# TASK TO CARRY OUT:
Copy out every line below, from both blocks, that contains the word "center". Case counts.

# RECORDS TO PROCESS:
****************

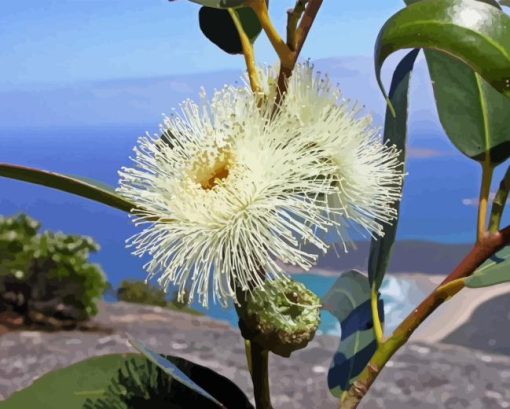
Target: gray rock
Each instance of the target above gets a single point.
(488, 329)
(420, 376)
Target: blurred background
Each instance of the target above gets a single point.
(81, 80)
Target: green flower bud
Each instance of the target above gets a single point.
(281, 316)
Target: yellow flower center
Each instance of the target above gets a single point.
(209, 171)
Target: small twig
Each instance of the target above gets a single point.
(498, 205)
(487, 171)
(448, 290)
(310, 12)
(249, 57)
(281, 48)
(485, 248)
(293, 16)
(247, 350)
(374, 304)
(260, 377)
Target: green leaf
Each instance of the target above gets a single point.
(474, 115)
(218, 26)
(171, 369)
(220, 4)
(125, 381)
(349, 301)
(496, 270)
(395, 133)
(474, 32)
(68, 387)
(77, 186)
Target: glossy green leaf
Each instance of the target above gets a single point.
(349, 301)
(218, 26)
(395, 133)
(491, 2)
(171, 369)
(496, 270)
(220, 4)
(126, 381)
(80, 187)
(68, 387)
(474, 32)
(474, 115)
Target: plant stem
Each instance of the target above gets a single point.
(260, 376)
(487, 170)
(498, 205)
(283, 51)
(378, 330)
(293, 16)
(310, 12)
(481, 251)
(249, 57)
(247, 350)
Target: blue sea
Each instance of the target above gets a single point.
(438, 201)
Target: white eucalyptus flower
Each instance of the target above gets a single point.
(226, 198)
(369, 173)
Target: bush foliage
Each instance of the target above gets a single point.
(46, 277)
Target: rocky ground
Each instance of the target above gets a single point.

****************

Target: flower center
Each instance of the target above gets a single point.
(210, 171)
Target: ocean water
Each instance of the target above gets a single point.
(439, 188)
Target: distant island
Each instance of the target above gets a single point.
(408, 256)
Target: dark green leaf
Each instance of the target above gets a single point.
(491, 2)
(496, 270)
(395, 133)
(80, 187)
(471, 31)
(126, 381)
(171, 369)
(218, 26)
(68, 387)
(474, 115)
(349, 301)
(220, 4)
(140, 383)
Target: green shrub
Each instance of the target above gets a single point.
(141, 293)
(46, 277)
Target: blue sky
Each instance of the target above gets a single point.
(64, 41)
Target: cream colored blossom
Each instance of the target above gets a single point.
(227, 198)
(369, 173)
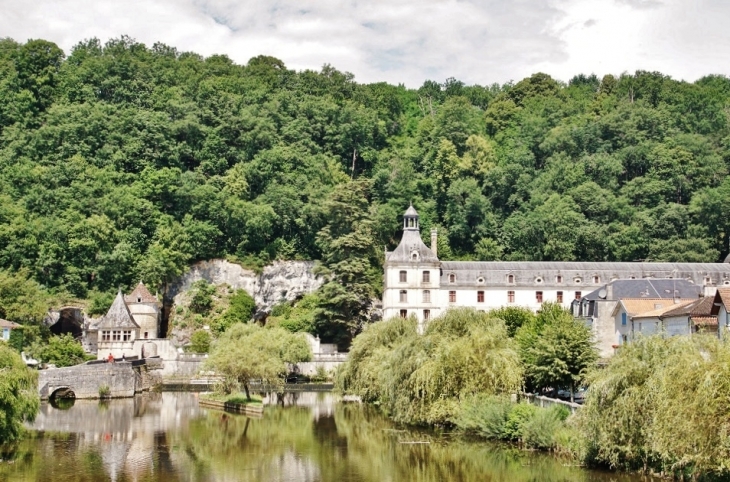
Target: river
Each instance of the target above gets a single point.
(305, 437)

****************

# THE SOLUTION:
Target: yellow flower center
Target: flower center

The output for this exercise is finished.